* Direction *
Repeat all of the data precisely.

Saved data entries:
________

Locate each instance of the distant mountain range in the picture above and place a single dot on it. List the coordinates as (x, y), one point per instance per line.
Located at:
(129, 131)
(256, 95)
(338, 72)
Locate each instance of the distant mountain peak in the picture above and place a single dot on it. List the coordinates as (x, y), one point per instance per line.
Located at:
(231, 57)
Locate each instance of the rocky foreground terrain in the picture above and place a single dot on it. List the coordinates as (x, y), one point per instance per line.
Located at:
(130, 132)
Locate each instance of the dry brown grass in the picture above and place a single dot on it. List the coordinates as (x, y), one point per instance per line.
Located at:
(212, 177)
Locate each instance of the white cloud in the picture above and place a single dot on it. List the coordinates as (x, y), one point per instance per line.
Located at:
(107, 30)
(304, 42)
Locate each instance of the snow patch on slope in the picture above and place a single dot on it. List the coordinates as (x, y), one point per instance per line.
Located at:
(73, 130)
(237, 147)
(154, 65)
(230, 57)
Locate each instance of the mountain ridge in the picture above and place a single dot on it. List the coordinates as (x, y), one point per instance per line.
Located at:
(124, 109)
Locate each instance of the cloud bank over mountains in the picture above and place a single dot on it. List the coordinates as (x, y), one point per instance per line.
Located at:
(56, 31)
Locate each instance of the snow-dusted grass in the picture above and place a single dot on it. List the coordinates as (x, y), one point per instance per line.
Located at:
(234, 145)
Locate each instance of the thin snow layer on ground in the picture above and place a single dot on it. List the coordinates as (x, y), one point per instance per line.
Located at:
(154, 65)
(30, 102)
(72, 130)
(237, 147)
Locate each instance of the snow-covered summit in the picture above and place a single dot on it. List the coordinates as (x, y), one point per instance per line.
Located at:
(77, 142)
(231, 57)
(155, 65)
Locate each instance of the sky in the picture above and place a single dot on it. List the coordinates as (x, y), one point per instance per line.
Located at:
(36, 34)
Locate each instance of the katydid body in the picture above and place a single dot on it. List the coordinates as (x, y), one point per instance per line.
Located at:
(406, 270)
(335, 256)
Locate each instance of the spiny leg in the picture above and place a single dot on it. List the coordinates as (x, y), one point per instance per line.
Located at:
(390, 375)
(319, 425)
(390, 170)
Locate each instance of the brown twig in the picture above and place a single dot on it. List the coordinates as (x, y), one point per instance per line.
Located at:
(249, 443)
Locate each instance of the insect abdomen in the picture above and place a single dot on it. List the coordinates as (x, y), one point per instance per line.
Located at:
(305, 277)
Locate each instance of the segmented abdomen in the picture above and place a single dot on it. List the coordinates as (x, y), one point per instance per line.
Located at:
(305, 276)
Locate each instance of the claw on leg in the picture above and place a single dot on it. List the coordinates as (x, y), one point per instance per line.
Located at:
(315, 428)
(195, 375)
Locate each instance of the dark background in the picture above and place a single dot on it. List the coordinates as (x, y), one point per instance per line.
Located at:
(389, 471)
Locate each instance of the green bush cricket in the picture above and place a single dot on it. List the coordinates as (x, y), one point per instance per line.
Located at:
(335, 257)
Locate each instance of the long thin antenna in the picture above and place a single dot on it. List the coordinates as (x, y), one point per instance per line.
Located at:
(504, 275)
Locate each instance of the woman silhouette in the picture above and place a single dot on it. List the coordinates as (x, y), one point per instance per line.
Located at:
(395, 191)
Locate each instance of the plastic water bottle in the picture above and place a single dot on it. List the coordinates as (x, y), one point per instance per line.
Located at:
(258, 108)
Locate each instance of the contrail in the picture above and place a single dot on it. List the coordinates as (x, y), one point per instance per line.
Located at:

________

* Reply to the task *
Locate each instance of the distant mountain range in the picture above and place a single dot on it. List the coordinates as (x, y), one point per instance per line.
Located at:
(129, 131)
(256, 95)
(338, 72)
Locate each instance of the distant mountain peak in the picture above and place a single dot on it. List the coordinates as (x, y), one point per instance per line.
Located at:
(231, 57)
Locate each instance of the rocky foreground terrain in the picture above and place a single dot on it. List the coordinates as (x, y), one point per instance per line.
Located at:
(130, 132)
Locate each instance of the dry brown grass in the picture above and place a single dot on it. List the coordinates as (x, y), one point per instance per line.
Located at:
(212, 177)
Locate each instance of the white cloud in the picture above and place a single dot on it. List the coordinates as (x, y), one point per instance per line.
Located at:
(107, 30)
(304, 42)
Locate each instance of the snow patch on slope in the picture above and place a single dot on it. List the coordinates as (x, y), one point per instance per line.
Located at:
(73, 130)
(237, 147)
(154, 65)
(230, 57)
Locate each instance of the mountain ridge in the picture above and place a single dot on it. List the coordinates as (x, y), one point per instance per line.
Located at:
(124, 109)
Locate each instance of the cloud bank over mountains in the picture above and place a single dot on it. List the coordinates as (x, y), one point per instance per line.
Located at:
(56, 31)
Locate each instance of the snow-dusted grass in the picture above and place a single dot on it. List the coordinates as (x, y), one point per instance per line.
Located at:
(234, 145)
Locate each instance of the thin snow layer on ground in the picture above and place a single dot on it. List the coordinates as (x, y), one point per instance per line.
Located at:
(154, 65)
(30, 102)
(72, 130)
(237, 147)
Locate each instance of the snow-covered summit in the picture above and place a single dot on it. List the coordinates as (x, y), one point per instance per line.
Located at:
(77, 142)
(231, 57)
(155, 65)
Locate each instance of the sky in the picture above and place a single dot on it. List the coordinates as (x, y), one point per instance per line.
Located at:
(36, 34)
Locate each instance of the katydid body in the picture above and place a single dot on it. List the coordinates as (x, y), one point per instance per line.
Located at:
(406, 270)
(335, 256)
Locate each instance of the spiny leg in the picture above and place a single dot on it. List the coordinates as (x, y), one point per instance per line.
Located at:
(390, 375)
(319, 425)
(390, 170)
Locate each instance of the brown twig in the picture above and place a single dot on it. List the coordinates as (x, y), one point per instance per line.
Located at:
(249, 443)
Locate each instance of the insect abdomen in the picture above and place a single dot on it. List the coordinates as (x, y), one point per instance per line.
Located at:
(305, 277)
Locate each instance of the segmented abdomen in the picture above and place a single dot on it. List the coordinates as (x, y), one point per instance per line.
Located at:
(305, 276)
Locate each instance of the claw on leg in the picture above and place a single dot on it. List the coordinates as (x, y), one point per instance per line.
Located at:
(315, 428)
(195, 375)
Locate each instance of the dark background in the picture above and place a single dot on it. List the coordinates as (x, y), one point per instance per line.
Located at:
(389, 471)
Locate each instance of the green bush cricket in the picture above and place a single dot on it. List the coordinates as (x, y), one point per instance per line.
Located at:
(335, 257)
Locate each instance of the long thin antenna in the picture above and place a single dot on it. List the coordinates as (x, y), one point per instance per line.
Located at:
(504, 275)
Locate each instance of the woman silhouette in the picture above and place a single dot on it. List the coordinates as (x, y), one point per instance per line.
Located at:
(395, 191)
Locate each instance of the plastic water bottle in the picture above and place a single dot on it. List the coordinates as (x, y), one point per instance per line.
Located at:
(258, 108)
Locate each instance of the contrail in the picture above and place a single dot on it. List the coordinates as (x, y), one point per instance per line.
Located at:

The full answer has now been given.